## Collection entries
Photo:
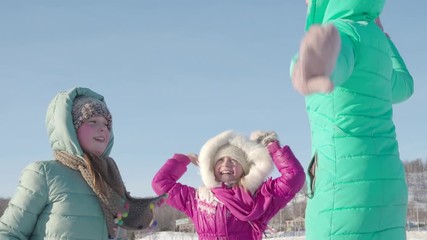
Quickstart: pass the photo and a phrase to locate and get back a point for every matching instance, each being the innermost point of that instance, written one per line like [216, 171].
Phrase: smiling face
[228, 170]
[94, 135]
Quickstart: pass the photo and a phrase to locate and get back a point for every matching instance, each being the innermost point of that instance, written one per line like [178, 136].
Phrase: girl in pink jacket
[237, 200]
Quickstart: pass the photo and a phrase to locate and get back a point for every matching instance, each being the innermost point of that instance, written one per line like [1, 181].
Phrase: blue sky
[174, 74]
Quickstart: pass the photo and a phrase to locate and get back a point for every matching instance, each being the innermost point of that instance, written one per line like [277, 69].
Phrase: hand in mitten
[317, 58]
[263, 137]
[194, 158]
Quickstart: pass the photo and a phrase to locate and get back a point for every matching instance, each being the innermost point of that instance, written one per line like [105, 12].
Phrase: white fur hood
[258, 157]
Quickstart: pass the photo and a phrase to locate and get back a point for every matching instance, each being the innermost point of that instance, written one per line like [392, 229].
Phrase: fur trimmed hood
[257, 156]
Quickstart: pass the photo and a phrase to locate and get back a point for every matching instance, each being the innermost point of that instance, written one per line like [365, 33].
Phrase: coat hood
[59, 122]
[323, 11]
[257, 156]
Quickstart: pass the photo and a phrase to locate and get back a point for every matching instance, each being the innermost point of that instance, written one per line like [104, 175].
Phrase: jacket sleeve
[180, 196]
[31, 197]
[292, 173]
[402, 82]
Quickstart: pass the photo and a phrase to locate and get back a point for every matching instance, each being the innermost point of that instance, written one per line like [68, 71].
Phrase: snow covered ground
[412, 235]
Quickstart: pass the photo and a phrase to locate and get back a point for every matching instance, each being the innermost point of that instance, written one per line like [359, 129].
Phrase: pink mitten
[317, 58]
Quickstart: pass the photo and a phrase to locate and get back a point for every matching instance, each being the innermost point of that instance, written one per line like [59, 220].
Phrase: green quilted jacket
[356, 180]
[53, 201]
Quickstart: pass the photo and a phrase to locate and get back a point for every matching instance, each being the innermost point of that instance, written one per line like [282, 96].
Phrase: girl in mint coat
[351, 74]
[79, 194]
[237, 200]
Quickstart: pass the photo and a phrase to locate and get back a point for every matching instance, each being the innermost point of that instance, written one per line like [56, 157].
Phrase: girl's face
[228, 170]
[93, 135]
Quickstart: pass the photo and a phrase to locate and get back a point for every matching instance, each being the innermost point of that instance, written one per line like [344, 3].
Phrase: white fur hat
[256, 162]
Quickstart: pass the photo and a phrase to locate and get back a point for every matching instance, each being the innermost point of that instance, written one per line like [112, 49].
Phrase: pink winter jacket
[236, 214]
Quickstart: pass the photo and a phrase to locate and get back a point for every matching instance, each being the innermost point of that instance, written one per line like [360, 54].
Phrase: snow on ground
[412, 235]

## Brief
Copy every line of the material above word for word, omitting the pictures.

## Exercise result
Photo:
Quickstart: pass the photo and a phrase to locate and get back a point for every matching instance, each being the innermost point of that instance, written one per line like [216, 171].
Phrase: smiling face
[228, 170]
[94, 135]
Quickstart: pass the photo and a phrase to locate and get back a point for every matching instance, each being the innermost point of that instance, written one per line like [178, 136].
Phrase: girl in pink jacket
[237, 200]
Quickstart: pass the photo and a phrase to locate and get back a point for every matching instance, each being the innermost point of that instance, written one per line like [1, 181].
Phrase: blue sky
[174, 74]
Quickstart: pass the photo and a phrase to locate and get back a point for every matching instance, each being the innermost point of that instance, written one per line like [277, 69].
Phrase: hand in mitten
[317, 58]
[263, 137]
[194, 158]
Quickstart: pass the photo and a phrase to locate and get back a point for every matching instance, each being the innermost point of that instance, written one per line like [105, 12].
Phrase: white fur hood
[258, 157]
Quickstart: pass the photo and a phrase to locate and get back a point for every matching instance, each being the innermost point of that instance, written one per line like [392, 229].
Phrase: fur trimmed hood
[257, 156]
Quickstart: pass the photo and a phrase to locate and get back a point for every matching instance, each being the innermost point of that instance, written one per line like [365, 33].
Phrase: coat hood
[59, 122]
[323, 11]
[257, 156]
Quickstart: pass the photo and a phrase to locate and get back a point for every matching instance, each being the innermost point of that instance, written one per line like [104, 175].
Phrase: jacket sleeve
[180, 196]
[31, 197]
[292, 173]
[402, 82]
Quickstart: pass the photo and a phrase to locate and get back a point for every matching instance, each being the innermost point of that instance, written one per line like [68, 71].
Phrase: snow covered ground
[412, 235]
Quickstart: pass the photo and a phrase to locate and get back a point for every matching instance, each being the innermost point of that instance, written one per line like [359, 129].
Phrase: pink mitten
[317, 58]
Quickstart: pass the photo and a phrase to locate and get back a point for every matching instance, each being the innermost point of that instance, written one per line like [59, 220].
Phrase: green quilted jacket
[356, 180]
[53, 201]
Quickstart: pass the photo and a phrase to locate and get back a point for every matching instance, each being the innermost point of that instance, written one per line like [282, 96].
Phrase: girl in mint coat
[351, 74]
[79, 194]
[237, 200]
Quickstart: pass the photo and a phrase to locate and get back a point for every matching instance, each being the innermost point of that instance, written one per line like [56, 157].
Phrase: girl's face
[228, 170]
[93, 135]
Quickstart: pass the photo and a phrase to locate and get back a point for every matching instance, each being the innermost point of that instance, written one per line like [344, 3].
Phrase: white fur hat
[256, 162]
Quickstart: pass the photo and a phrase to locate and get back a point for every matching instance, each being the innermost point of that instance, written one per line like [112, 49].
Phrase: pink winter jacket
[236, 214]
Quickstart: pass the photo and a phrase to locate and get back a point for every matching instance, each being the innermost point of that instance, written one per line like [360, 54].
Phrase: snow on ground
[412, 235]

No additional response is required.